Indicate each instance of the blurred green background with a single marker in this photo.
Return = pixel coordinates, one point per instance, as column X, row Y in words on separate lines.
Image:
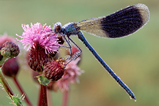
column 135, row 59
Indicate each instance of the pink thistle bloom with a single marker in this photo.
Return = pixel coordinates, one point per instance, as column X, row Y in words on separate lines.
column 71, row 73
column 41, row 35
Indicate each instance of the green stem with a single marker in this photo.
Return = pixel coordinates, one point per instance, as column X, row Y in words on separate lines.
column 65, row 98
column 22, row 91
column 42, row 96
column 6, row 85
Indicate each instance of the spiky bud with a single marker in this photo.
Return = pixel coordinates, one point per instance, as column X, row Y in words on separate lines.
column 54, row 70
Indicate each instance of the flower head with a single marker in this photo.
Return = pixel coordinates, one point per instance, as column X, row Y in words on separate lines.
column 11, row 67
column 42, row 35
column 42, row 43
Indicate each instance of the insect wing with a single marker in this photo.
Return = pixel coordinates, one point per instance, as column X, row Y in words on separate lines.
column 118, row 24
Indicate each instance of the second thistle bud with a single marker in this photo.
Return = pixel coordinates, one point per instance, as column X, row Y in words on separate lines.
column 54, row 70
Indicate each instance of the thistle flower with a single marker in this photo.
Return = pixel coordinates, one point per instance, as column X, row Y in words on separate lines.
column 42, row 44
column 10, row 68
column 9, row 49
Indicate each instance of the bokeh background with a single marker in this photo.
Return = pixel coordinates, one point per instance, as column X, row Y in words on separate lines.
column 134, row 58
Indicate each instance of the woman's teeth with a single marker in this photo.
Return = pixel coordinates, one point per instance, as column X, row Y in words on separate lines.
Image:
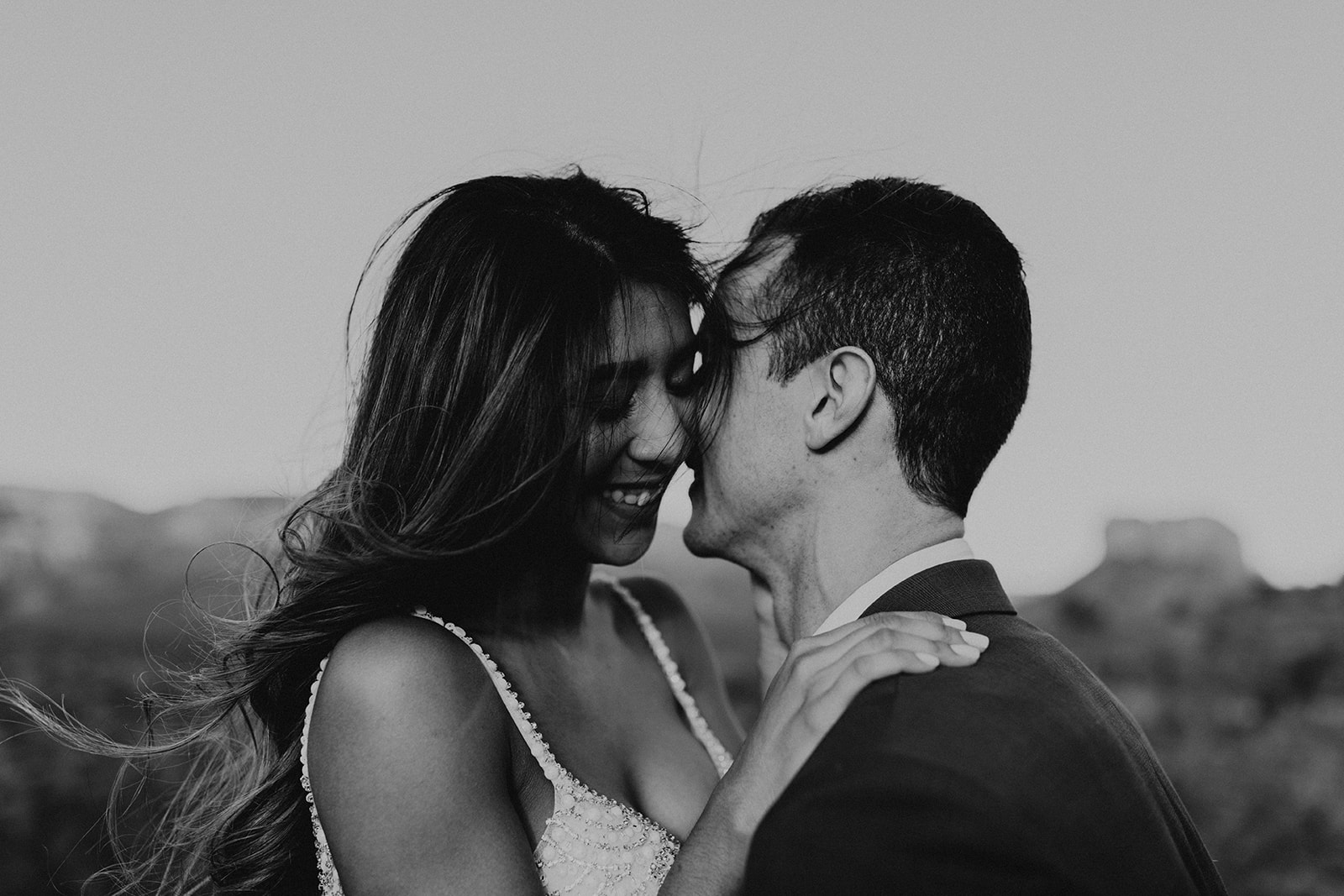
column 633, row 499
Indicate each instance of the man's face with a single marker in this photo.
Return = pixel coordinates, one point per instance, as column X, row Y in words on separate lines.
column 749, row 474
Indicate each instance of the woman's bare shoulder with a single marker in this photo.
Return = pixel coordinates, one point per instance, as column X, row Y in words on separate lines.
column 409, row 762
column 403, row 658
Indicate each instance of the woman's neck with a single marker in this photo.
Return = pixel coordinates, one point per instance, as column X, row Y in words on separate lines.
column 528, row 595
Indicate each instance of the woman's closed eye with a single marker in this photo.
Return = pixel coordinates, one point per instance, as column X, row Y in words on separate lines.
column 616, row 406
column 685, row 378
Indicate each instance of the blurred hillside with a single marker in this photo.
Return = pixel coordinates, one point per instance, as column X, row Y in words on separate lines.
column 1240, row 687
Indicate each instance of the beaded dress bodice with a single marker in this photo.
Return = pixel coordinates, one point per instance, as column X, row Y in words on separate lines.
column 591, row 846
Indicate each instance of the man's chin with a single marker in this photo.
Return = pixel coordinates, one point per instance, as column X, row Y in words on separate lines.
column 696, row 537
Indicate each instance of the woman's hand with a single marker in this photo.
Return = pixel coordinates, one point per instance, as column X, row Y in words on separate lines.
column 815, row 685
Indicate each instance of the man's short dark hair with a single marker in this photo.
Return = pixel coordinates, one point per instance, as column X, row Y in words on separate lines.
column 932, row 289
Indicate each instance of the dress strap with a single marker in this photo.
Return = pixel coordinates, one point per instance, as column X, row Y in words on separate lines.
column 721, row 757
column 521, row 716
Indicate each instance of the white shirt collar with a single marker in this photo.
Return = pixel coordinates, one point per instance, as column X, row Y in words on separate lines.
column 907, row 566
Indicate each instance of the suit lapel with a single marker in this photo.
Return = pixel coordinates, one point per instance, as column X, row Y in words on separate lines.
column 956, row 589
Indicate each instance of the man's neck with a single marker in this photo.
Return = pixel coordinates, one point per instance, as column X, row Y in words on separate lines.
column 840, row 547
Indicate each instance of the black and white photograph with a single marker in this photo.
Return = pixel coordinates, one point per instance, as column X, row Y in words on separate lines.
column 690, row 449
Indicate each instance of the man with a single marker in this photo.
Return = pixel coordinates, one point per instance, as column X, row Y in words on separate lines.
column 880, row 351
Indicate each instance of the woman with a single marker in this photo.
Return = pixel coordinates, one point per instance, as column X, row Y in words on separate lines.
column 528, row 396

▶ [Work to be completed]: Copy out every row above word for word, leaving out the pictures.

▶ [Task response]:
Indicate each instance of the blurred green background with a single marker in this photo.
Return = pixel coordinates, one point per instance, as column X, row Y in words on separate lines.
Image:
column 135, row 59
Indicate each instance of the pink thistle bloom with a single marker in this photo.
Return = pixel coordinates, one point per instance, as column X, row Y in words on separate lines.
column 71, row 73
column 41, row 35
Indicate each instance of the green stem with a single marker in this photo.
Return = pixel coordinates, one point per instance, as column X, row Y in words on separate lines.
column 65, row 98
column 22, row 91
column 42, row 96
column 6, row 85
Indicate each instance of the spiky bud with a single marker in this photo.
Return = pixel coordinates, one point per instance, as column X, row Y in words on separate lines.
column 54, row 70
Indicate each instance of the flower head with a single marker in this photo.
Return = pixel coordinates, one point per instance, as column X, row Y in words on separate lines.
column 11, row 67
column 42, row 35
column 42, row 43
Indicate each instance of the insect wing with a single marker in this photo.
Return = pixel coordinates, one point per instance, as column X, row Y in words on separate lines.
column 118, row 24
Indicate each instance of the second thistle bud with a single marker in this photo.
Return = pixel coordinates, one point per instance, as column X, row Y in words on separate lines.
column 54, row 70
Indicate each instance of the thistle flower with a single marker in this photo.
Return = pixel coordinates, one point per instance, as column X, row Y in words on separate lines.
column 42, row 44
column 10, row 68
column 9, row 49
Indicate each instance of the bokeh background with a single marker in this photo.
Return = pixel coordinates, one point per instance, as column X, row Y in words on separate lines.
column 134, row 58
Indicate each instance of the woman's teeth with a single marker in this photo.
Return = pixel coordinates, one point per instance, as column X, row Y in words on separate lines.
Image:
column 633, row 499
Indicate each instance of the man's face with a single marker in this photo.
Return = pixel coordinates, one point per instance, as column X, row Y in words on separate lines.
column 749, row 474
Indicate each instance of the woman's bare shoulder with a single marker in this photo.
Return = pixel coordinates, one point per instance, as column X, row Y in words on separate lines.
column 409, row 762
column 403, row 658
Indicate each instance of the woman's neck with a single marker in this photo.
Return = pixel coordinates, one point per instance, as column X, row Y in words on separate lines.
column 528, row 595
Indicate each instance of the woman's closed eye with a single marker in this photo.
Return = pixel coordinates, one point per instance, as column X, row Y in words on separate lines.
column 616, row 406
column 685, row 378
Indicate each instance of the blurred hillside with a single marker in this photo.
Return = pixel coordinates, one point per instance, as column X, row Y in words on separate lines.
column 1240, row 687
Indicate each instance of the beaded dress bodice with a single marker in this photo.
Return = pixel coordinates, one point per instance, as column X, row Y in words on separate lines.
column 591, row 846
Indicate each instance of the man's chin with a single marker in this photo.
Return = pixel coordinates, one point per instance, as column X, row Y in words on separate lines.
column 696, row 537
Indicate each instance of the woman's hand with a single marker in this photo.
Return = pixel coordinates, one point per instance, as column X, row Y in words on separate lines.
column 815, row 685
Indicate each instance of the man's short dark hair with a single marker in this photo.
Return = pixel coordinates, one point per instance, as column X, row Y in words on separate lines.
column 932, row 289
Indicate each instance of the dress strap with a single marker in this photo.
Return = pixel coordinates, one point per instance, as column X, row Y in words on separate lines.
column 721, row 757
column 521, row 716
Indicate each instance of the white shirt collar with a single marker in this photo.
Return = pixel coordinates, one point per instance, as column X, row Y in words on separate lines.
column 907, row 566
Indicate each instance of the suit lapel with a single marker in this photo.
Return = pixel coordinates, one point per instance, as column X, row Y in words on separate lines.
column 956, row 589
Indicate each instance of the man's neck with a single marker in this photo.
Return = pixel coordinates, one point per instance, as column X, row Y in words on separate lines.
column 840, row 547
Indicate each instance of the black and white photograph with a single marker in this photo.
Return = pixel coordinates, one point per instance, as column X, row Y in words on separate lines.
column 690, row 449
Indicate each instance of the man with a single marker in this photo.
Return = pixel coordinates, one point per instance, as column X, row Y in words on separate lines.
column 880, row 351
Indicate each instance of the woman with a single marker in this photo.
Return = pixel coordinates, one point per instance, as column X, row Y in words on separate lines.
column 528, row 396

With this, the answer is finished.